■ Kutipan Teks
:::::

Diskusi Publik Ungkap Beberapa Kejanggalan Pemeriksaan hingga Pembebastugasan Dosen Unnes Sucipto
Kang Putu itu menyampaikan, karena Rektor Unnes tidak datang, maka BEM-KM mengubah Debat Akademik menjadi Diskusi Publik.
Editor: Sugiyarto
TRIBUNNEWS.COM, SEMARANG - Dalam Diskusi Publik yang diselenggarakan oleh Badan Eksekutif Mahasiswa Keluarga Mahasiswa (BEM-KM) Unnes, Gunawan Budi Susanto sebagai moderator mengatakan, dia secara tiba-tiba yang harus menjadi moderator diskusi.
Hal itu lantaran, pria yang akrab disapa Kang Putu itu menyampaikan, karena Rektor Unnes tidak datang, maka BEM-KM mengubah Debat Akademik menjadi Diskusi Publik.
"Tugas saya berat menjadi moderator.
Agar saya tidak menerima pembebastugasan," ucapnya saat memandu diskusi dan ikuti tawa dan tepuk tangan peserta diskusi, Kamis (20/2/2020) malam.
Dr Sucipto Hadi Purnomo sebelum menyampaikan hal yang dia alami, dia memekikkan ucapan 'hidup mahasiswa!' lalu diikuti oleh peserta diskusi.
Dia membuka pembicaraan, sore hari beberapa media bertanya kepadanya mengenai kehadiran mitra debat (Prof Dr Fathur Rokhman) dan kepada dia.
"Apakah saya akan hadir pada debat akademik? Saya akan hadir. Karena yang mengundang saya mahasiswa, saya hadir.
Karena mahasiswa tidak bisa membebastugasan sementara saya sebagai dosen," kata lulusan Program Pascasarjana Doktor Pendidikan Seni Unnes itu.

:::::

■ Data Terkumpul
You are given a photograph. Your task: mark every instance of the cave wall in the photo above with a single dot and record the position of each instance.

:::::

■ Soal Latihan 1
Menurut berita diskusi publik di Unnes, kenapa BEM-KM mengubah Debat Akademik menjadi Diskusi Publik?
■ Soal Latihan 2
Tuliskan ulang bagian berita diskusi publik di Unnes tanpa mengubah satu kata pun, mulai dari "Agar saya tidak" sampai dan termasuk "mahasiswa, saya hadir.".

■ Jawaban 1
Karena Rektor Unnes tidak datang.

■ Jawaban 2
Agar saya tidak menerima pembebastugasan," ucapnya saat memandu diskusi dan ikuti tawa dan tepuk tangan peserta diskusi, Kamis (20/2/2020) malam.
Dr Sucipto Hadi Purnomo sebelum menyampaikan hal yang dia alami, dia memekikkan ucapan 'hidup mahasiswa!' lalu diikuti oleh peserta diskusi.
Dia membuka pembicaraan, sore hari beberapa media bertanya kepadanya mengenai kehadiran mitra debat (Prof Dr Fathur Rokhman) dan kepada dia.
"Apakah saya akan hadir pada debat akademik? Saya akan hadir. Karena yang mengundang saya mahasiswa, saya hadir.